BEGIN

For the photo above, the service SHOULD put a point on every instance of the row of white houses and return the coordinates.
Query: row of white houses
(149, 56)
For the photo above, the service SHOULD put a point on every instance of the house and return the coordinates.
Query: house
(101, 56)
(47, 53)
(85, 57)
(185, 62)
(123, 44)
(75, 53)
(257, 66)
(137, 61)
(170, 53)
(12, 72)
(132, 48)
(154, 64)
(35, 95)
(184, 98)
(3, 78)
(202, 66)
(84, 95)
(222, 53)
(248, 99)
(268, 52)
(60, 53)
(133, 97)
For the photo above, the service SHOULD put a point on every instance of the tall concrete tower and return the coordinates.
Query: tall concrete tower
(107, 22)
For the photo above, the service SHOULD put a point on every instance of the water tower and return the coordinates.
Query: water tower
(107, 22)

END
BEGIN

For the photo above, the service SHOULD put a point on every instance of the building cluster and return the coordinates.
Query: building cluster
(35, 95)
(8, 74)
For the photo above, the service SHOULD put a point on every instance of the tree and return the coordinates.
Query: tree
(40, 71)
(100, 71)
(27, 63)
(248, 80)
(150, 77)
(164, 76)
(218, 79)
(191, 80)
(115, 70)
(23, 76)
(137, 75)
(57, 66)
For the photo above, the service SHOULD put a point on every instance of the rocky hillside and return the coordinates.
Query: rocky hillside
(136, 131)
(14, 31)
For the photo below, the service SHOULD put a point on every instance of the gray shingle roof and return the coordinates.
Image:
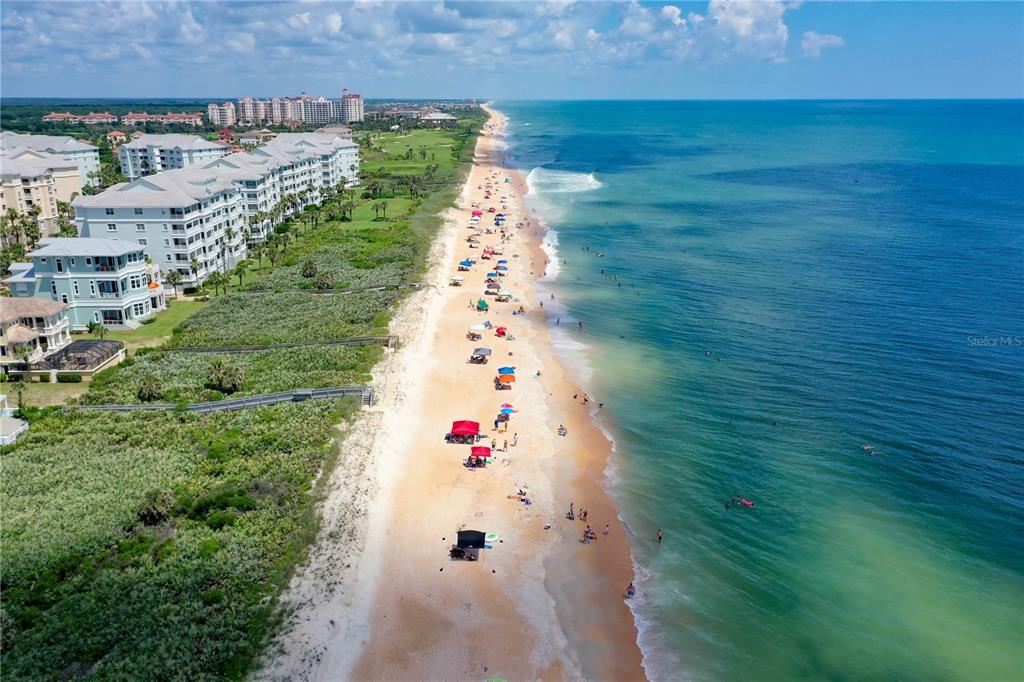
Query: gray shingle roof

END
BEGIN

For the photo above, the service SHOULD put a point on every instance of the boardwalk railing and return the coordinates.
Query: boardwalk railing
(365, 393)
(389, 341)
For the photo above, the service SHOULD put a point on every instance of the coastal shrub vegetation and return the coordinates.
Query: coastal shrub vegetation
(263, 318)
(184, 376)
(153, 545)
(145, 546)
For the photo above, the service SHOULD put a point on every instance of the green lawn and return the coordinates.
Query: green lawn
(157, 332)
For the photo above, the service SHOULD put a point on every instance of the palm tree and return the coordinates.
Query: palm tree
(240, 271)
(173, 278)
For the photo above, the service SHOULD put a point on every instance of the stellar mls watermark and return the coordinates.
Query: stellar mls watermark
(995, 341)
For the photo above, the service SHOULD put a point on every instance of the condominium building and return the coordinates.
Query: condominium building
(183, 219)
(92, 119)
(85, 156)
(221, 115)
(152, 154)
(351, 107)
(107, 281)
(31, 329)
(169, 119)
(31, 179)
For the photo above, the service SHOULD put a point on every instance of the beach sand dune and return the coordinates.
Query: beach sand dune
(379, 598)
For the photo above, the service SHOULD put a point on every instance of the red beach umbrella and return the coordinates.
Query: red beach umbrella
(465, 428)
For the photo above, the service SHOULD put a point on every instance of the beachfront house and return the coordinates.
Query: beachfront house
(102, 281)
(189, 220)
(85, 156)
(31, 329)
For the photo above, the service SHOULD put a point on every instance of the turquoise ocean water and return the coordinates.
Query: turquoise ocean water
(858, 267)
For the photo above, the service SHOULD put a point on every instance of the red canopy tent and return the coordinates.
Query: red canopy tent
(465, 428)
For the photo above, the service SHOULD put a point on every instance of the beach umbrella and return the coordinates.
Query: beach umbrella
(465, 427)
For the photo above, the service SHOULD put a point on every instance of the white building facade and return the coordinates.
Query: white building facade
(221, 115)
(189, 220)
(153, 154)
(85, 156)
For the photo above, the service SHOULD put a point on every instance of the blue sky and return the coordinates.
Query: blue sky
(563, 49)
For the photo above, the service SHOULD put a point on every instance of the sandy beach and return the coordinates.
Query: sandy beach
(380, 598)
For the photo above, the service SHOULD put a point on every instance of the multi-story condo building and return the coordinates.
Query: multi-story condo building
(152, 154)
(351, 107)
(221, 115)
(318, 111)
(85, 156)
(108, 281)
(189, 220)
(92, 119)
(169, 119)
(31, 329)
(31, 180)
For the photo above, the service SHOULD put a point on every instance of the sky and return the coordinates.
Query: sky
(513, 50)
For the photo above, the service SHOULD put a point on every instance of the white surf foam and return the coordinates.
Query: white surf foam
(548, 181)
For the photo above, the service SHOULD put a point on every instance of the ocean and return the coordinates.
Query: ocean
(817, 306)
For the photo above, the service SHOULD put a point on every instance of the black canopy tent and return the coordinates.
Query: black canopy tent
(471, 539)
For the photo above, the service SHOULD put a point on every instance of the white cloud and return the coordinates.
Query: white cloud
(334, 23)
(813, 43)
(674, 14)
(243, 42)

END

_PROBLEM DETAILS_
Taking the lines above, repeat exactly those from the line that contains "Query: red beach umbrella" through the line that contains "the beach umbrella and return the coordinates.", and both of those lines as well. Include nothing else.

_SOLUTION TO THIS TASK_
Query: red beach umbrella
(465, 428)
For the photo above, the service SHOULD put a point on every instance of the beachfront house and return the coordinates.
Query: beachfront house
(102, 281)
(189, 220)
(85, 156)
(31, 329)
For the photo above, the service SHOULD put a point on every instance of the turquoise ocean water and return the coordinates.
Query: turquoise ocean water
(858, 267)
For the photo above, the service SHOULD put a point on every instance of the red canopy tent and return the coordinates.
Query: red canopy tent
(465, 428)
For the photo above, the service SHOULD put a point on every instance of the beach umbrella and return the coordinates.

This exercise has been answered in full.